# taz.de -- Flüchtlingspolitik in Österreich: Das Grenzmanagement von Spielfeld
       
       > Die neue Obergrenze von 80 Asylanträgen täglich ist nun gültig: Am
       > österreichisch-slowenischen Übergang in der Steiermark bleibt es ruhig.
       
 (IMG) Bild: Spielfeld an der österreichisch-slowenischen Grenze. Hier werden ankommende Flüchtlinge registriert und auf Österreichs Bundesländer verteilt.
       
       Spielfeld taz | Etwas zu groß geraten. Das ist der erste Eindruck, der sich
       am Grenzübergang Spielfeld in der Steiermark aufdrängt. An diesem Dienstag
       wirken die Anlagen auf dem fast vier Hektar großen Gelände seltsam
       überdimensioniert. Kein einziger Flüchtling wird von der slowenischen Seite
       angekündigt.
       
       Das ist gewissermaßen ein Glücksfall, denn „sonst dürfte ich Sie gar nicht
       reinlassen“, sagt Leo Josefus, Pressesprecher der Landespolizeidirektion
       Steiermark. Er ist seit vergangenem September jeden zweiten Tag im Einsatz,
       um Journalisten, Diplomaten, Delegationen der EU und anderen Besuchern die
       Installationen des „Grenzmanagements“ zu erläutern.
       
       Ein riesiges beheizbares Zelt, das maximal 4.200 Menschen ein Nachtlager
       bieten kann, ist noch nie ausgelastet worden. Mobilklos, eine
       Sanitätsstation mit eigenen Kojen für Frauen, ein Kleiderlager der Caritas
       und das Essenszelt, in dem das Bundesheer bei Bedarf seine Gulaschkanonen
       in Stellung bringt, sorgen für eine Atmosphäre, die den Ankommenden die
       Angst nehmen soll.
       
       Das Labyrinth, an dem sich die Menschen vor der Registrierung wie vor dem
       Sicherheitscheck am Flughafen anstellen müssen, sei aber notwendig, wenn es
       zu Gedränge kommt, sagt Madeleine Heinrich von der Landespolizeidirektion
       in Graz fast entschuldigend.
######
Ziel 1
Schreibe von den Zeilen unten den Abschnitt ab der Zeile mit „Objective — one marker per instance of the letter“ bis zum Ende der Zeilen unverändert ab.

Angezeigte Angaben
######
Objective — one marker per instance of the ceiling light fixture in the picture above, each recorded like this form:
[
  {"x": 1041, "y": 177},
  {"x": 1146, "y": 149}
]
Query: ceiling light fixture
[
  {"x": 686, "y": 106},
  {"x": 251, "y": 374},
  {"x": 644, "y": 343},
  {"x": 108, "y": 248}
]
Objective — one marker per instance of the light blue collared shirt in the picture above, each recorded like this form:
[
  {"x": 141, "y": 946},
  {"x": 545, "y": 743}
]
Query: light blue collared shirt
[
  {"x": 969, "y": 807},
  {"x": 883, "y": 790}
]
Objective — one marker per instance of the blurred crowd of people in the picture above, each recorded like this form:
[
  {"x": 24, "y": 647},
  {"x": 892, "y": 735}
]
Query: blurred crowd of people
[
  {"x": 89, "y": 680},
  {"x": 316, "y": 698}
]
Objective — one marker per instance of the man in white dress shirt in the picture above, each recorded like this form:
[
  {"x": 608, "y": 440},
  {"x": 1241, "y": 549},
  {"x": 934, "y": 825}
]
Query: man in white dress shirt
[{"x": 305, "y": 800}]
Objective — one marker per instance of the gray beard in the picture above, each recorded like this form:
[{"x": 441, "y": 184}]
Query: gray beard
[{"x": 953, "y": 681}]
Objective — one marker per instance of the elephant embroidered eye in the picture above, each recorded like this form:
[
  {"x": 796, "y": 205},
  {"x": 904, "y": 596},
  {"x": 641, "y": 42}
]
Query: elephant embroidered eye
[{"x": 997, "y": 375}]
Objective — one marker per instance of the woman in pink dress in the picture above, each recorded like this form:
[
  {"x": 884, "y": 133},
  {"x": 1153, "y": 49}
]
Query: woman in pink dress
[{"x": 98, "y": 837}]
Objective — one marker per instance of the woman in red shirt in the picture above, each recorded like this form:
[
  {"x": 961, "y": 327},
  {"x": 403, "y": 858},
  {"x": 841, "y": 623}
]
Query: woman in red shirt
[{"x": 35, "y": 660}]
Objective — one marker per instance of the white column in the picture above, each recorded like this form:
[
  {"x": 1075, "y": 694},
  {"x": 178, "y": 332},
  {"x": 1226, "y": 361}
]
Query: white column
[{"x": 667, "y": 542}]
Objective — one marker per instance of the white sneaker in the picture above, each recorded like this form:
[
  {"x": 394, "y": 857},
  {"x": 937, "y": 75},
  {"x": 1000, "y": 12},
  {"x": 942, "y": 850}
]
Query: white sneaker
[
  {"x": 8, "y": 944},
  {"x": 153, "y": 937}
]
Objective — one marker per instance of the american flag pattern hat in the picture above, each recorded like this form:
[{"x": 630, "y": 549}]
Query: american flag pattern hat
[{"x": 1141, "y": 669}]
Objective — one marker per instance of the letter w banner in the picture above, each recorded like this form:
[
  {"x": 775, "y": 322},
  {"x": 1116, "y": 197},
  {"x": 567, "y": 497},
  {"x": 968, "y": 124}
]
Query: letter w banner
######
Ziel 2
Ändere im Artikel über das Grenzmanagement oben den Abschnitt von „# taz.de -- Flüchtlingspolitik“ bis „bleibt es ruhig.“, indem du „Obergrenze“ durch „Höchstgrenze“ ersetzt, und gib den Abschnitt vollständig aus.

Schriftliche Antwort 1
Objective — one marker per instance of the letter w banner in the picture above, each recorded like this form:
[
  {"x": 775, "y": 322},
  {"x": 1116, "y": 197},
  {"x": 567, "y": 497},
  {"x": 968, "y": 124}
]
Query: letter w banner

Schriftliche Antwort 2
# taz.de -- Flüchtlingspolitik in Österreich: Das Grenzmanagement von Spielfeld
       
       > Die neue Höchstgrenze von 80 Asylanträgen täglich ist nun gültig: Am
       > österreichisch-slowenischen Übergang in der Steiermark bleibt es ruhig.